*What you need to do:*
Lines from the one containing "of the broccoli" through the end of the data are to be returned exactly, and no others.

## start

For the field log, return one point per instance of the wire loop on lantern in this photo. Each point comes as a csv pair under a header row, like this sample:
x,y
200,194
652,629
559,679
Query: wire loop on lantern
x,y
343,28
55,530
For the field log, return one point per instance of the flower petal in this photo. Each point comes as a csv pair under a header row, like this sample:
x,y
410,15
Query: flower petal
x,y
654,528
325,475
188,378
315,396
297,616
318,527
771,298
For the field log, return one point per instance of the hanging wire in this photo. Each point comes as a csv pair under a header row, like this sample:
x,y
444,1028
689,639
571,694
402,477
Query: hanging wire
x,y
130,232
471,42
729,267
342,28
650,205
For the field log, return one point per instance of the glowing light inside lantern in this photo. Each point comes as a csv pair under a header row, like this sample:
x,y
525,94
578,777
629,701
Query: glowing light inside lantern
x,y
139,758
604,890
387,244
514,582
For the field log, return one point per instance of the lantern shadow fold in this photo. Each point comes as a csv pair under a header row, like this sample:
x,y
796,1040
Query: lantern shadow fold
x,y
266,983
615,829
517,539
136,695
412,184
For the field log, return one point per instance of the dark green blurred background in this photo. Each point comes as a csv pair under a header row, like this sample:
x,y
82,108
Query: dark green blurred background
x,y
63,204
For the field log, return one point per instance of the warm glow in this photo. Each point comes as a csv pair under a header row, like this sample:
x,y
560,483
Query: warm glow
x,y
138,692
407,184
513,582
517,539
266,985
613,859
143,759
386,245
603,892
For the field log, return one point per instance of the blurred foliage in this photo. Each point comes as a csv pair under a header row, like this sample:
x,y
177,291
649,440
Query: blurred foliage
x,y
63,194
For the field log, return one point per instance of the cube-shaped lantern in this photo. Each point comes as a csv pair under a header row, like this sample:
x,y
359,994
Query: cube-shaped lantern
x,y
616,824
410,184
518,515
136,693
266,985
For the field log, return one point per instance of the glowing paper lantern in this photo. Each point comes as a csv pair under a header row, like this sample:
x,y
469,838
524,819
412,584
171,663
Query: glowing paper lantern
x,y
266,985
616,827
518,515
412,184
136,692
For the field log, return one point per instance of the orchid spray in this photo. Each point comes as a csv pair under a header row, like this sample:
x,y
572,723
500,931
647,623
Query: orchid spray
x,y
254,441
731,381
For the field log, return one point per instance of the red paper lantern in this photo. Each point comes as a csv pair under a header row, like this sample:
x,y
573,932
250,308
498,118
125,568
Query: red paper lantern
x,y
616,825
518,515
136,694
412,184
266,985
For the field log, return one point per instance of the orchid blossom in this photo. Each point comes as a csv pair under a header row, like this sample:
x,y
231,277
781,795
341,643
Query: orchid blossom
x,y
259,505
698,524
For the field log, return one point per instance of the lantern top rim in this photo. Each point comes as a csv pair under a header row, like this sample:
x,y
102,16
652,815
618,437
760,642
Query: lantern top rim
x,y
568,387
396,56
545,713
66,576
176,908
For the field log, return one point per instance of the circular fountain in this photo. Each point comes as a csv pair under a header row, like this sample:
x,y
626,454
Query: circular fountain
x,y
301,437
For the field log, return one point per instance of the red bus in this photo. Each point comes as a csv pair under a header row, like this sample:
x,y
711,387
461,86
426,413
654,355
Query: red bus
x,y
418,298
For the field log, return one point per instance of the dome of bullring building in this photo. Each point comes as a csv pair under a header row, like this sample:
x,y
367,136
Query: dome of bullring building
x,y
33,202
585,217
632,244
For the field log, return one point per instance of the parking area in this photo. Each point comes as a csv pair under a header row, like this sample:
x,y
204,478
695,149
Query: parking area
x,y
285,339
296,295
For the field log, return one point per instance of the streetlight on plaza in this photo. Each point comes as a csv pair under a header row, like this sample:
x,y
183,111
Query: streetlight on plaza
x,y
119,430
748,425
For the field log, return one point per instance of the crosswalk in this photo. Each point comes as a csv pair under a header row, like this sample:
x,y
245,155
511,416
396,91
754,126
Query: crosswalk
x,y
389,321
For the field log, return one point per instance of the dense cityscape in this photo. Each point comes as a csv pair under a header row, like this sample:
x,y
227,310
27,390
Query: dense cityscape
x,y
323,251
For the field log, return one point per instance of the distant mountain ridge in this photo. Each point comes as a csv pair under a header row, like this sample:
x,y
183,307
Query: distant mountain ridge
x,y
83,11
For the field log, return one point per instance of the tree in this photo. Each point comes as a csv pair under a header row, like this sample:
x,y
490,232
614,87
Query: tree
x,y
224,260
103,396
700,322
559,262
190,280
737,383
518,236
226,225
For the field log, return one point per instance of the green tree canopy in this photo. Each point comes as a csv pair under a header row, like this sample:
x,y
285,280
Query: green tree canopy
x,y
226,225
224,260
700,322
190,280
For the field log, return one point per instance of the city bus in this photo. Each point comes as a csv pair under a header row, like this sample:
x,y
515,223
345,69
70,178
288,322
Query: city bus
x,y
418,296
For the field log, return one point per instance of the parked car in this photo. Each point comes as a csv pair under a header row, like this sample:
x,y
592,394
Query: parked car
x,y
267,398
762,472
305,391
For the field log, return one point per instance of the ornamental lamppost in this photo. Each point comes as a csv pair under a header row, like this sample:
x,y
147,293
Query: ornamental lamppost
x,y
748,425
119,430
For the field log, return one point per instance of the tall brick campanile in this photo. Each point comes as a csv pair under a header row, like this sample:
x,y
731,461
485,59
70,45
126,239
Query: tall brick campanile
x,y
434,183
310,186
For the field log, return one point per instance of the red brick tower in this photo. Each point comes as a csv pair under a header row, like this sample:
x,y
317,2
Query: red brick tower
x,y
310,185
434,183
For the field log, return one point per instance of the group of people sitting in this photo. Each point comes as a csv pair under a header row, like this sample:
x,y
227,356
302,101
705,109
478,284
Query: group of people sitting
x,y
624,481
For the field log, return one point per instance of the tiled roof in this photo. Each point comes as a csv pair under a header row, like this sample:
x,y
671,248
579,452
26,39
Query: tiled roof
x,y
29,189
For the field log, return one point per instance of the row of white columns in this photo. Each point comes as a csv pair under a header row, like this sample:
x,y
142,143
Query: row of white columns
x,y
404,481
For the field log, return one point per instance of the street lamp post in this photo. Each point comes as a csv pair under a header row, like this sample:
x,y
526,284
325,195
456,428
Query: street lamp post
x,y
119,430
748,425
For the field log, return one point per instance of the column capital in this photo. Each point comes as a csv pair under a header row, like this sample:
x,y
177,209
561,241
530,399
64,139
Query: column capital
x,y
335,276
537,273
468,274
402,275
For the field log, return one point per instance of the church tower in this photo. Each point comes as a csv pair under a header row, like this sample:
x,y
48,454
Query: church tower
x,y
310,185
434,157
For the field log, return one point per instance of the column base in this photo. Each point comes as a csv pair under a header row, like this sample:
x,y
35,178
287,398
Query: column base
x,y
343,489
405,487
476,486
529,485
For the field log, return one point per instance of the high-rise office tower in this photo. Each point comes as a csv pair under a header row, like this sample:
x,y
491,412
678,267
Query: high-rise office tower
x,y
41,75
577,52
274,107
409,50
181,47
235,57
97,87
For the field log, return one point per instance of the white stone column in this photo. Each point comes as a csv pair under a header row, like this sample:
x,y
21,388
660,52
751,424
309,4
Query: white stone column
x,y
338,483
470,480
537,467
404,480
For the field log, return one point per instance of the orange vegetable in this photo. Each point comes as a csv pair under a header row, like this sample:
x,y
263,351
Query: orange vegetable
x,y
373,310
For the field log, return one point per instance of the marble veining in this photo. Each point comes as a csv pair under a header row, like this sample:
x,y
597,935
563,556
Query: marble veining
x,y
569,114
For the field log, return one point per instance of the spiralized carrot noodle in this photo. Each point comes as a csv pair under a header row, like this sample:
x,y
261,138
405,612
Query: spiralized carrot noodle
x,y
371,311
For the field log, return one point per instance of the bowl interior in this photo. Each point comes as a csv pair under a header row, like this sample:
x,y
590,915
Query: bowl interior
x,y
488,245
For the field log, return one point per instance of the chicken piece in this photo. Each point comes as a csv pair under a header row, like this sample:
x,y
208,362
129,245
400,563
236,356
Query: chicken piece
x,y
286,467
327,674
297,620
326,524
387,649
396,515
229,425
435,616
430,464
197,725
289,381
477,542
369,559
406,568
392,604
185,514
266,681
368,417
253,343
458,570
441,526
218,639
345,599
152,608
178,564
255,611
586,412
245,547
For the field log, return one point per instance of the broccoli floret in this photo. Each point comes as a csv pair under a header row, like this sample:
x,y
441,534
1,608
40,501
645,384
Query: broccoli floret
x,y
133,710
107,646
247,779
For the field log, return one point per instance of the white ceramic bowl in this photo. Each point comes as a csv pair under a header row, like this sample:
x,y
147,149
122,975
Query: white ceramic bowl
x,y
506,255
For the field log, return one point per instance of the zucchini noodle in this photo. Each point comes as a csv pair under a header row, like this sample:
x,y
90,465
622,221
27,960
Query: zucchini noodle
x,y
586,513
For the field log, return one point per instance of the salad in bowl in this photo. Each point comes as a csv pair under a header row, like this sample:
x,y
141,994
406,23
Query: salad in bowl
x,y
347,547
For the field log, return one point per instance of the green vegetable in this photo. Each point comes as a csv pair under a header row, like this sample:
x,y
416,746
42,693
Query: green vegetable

## end

*Solution to this task:*
For the field log, return one point per instance of the broccoli floret in this photo. Each point comes as a csv pair under a header row, like this sample:
x,y
441,534
1,608
40,501
645,384
Query: broccoli floret
x,y
133,710
107,646
247,779
For the field log, return one point per instance of the white ceramic bowl in this photo. Each point comes as a csv pair under a header row, like this sample:
x,y
147,149
122,975
Query: white ceramic bowl
x,y
506,255
For the field log, return one point per instance of the zucchini noodle in this photo. Each point comes as a csv pair under a header row, like this sample:
x,y
90,465
622,221
27,960
Query: zucchini noodle
x,y
586,513
For the field log, return one point per instance of the salad in bowl in this photo. Each point comes as a csv pair under a header row, like this sample:
x,y
141,994
406,23
Query: salad in bowl
x,y
347,547
For the field log, return one point per instance of the green vegetable in this photo. Each point comes as a csv pair under a header row, like this sample:
x,y
416,746
42,693
Query: green vegetable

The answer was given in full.